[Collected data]
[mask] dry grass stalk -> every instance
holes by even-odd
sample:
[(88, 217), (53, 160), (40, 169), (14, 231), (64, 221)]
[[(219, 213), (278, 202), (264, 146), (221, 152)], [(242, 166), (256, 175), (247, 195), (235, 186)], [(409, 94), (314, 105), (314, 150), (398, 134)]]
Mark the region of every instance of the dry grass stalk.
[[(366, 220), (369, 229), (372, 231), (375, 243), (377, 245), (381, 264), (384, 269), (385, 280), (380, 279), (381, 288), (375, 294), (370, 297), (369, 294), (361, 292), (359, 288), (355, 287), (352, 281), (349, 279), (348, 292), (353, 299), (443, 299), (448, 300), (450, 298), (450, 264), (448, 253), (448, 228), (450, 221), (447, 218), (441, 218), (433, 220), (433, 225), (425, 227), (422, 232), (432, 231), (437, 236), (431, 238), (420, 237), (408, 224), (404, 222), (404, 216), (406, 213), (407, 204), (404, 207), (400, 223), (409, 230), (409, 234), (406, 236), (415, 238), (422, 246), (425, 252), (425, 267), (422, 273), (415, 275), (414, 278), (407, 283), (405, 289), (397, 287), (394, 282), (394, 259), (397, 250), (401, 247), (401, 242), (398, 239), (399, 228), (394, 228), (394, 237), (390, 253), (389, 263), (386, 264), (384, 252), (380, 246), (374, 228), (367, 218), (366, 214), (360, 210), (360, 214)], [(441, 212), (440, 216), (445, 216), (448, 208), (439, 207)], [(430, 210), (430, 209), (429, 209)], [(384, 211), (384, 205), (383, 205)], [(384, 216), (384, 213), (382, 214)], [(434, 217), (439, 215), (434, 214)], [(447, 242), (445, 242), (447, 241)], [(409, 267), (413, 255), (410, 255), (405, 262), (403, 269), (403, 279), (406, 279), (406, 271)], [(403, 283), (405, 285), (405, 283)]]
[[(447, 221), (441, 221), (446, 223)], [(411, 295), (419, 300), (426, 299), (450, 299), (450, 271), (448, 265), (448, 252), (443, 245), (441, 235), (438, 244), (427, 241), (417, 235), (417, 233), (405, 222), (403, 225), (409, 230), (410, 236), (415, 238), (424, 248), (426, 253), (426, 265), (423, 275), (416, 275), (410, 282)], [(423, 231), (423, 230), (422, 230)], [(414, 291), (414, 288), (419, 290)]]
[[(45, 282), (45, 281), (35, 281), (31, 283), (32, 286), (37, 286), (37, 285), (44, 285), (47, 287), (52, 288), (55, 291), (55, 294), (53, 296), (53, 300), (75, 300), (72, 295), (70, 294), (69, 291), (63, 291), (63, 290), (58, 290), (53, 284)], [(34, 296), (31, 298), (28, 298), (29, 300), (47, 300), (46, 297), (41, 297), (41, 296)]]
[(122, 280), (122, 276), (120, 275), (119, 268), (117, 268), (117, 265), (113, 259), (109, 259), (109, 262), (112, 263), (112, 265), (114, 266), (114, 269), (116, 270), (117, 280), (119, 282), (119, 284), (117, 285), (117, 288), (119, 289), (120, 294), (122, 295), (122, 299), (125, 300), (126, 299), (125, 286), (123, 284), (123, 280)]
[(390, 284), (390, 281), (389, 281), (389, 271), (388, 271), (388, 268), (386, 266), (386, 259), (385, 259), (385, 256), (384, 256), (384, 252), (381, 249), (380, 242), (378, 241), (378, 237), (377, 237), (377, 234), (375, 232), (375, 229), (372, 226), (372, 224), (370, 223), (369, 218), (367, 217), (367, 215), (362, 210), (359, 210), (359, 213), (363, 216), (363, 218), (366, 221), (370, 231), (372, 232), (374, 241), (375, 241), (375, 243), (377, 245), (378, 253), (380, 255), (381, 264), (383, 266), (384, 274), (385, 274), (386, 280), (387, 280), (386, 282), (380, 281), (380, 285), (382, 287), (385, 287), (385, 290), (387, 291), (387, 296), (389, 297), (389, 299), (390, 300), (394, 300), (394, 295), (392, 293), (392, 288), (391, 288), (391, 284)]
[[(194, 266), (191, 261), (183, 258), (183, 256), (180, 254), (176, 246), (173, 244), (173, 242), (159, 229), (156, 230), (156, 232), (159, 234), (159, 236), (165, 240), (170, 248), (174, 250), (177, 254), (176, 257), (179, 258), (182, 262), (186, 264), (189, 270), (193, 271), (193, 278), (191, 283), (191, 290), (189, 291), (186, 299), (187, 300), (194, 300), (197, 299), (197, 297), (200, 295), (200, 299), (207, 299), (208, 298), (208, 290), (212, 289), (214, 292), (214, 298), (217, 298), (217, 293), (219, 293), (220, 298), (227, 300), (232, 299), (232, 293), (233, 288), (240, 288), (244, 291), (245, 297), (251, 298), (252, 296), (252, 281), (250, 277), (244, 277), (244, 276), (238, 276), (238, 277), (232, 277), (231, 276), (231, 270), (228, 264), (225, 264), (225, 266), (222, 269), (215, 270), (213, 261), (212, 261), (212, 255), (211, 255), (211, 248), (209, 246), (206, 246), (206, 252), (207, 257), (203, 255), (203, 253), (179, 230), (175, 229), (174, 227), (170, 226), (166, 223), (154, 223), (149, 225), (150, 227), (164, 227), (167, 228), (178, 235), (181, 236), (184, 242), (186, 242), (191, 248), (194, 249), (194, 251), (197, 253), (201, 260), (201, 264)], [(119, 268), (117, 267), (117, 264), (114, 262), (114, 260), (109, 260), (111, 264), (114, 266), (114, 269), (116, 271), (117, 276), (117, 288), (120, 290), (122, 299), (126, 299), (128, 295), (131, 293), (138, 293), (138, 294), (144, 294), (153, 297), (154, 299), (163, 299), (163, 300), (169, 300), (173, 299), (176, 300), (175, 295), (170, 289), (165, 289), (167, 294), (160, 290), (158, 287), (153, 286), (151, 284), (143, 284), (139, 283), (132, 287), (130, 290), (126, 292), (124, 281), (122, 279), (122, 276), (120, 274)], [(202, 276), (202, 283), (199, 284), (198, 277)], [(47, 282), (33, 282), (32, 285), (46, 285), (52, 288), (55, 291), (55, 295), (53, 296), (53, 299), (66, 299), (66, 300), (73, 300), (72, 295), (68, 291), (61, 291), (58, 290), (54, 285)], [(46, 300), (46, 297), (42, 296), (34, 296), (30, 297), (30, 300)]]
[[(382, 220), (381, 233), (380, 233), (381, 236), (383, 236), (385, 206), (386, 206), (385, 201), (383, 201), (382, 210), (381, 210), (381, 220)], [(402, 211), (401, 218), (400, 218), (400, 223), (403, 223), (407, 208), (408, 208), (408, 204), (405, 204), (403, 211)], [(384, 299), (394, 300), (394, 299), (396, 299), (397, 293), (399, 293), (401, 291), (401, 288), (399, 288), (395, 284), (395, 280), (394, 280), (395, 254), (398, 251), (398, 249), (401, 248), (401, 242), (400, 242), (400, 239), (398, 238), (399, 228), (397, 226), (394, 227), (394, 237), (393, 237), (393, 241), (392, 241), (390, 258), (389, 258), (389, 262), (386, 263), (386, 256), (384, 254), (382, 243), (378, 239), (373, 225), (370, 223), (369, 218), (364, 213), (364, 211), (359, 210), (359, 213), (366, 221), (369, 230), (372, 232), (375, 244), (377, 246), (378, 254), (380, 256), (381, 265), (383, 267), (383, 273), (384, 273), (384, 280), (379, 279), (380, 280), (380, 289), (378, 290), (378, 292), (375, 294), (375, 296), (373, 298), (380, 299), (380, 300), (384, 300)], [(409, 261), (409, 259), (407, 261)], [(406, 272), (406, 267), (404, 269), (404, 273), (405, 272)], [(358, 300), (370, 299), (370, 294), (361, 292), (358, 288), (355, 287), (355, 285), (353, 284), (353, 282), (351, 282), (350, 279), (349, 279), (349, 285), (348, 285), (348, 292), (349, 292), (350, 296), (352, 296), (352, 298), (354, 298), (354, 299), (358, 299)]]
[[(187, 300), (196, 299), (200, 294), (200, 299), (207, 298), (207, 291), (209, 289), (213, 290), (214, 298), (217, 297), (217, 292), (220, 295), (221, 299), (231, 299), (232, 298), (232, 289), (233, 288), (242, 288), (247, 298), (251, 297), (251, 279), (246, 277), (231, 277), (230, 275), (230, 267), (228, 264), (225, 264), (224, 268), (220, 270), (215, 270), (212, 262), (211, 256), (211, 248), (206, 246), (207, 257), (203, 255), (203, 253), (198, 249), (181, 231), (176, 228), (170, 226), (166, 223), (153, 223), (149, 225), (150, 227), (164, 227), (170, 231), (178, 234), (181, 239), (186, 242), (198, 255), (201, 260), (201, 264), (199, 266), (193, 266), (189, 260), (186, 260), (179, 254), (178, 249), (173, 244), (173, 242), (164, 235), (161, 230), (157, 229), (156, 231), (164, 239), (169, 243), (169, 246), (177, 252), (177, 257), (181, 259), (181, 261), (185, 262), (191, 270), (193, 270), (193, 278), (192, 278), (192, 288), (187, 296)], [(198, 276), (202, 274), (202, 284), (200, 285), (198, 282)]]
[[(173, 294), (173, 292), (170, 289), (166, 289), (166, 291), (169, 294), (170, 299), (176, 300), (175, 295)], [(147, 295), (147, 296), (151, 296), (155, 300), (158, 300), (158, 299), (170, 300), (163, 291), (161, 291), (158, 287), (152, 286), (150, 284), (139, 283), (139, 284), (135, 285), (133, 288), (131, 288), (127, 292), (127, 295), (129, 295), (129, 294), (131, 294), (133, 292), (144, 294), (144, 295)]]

§ **Task item**
Return every line holding the word "stalk" from the records.

§ **Task solution**
[mask] dry grass stalk -> every instance
Mark the region of every instance of the dry grass stalk.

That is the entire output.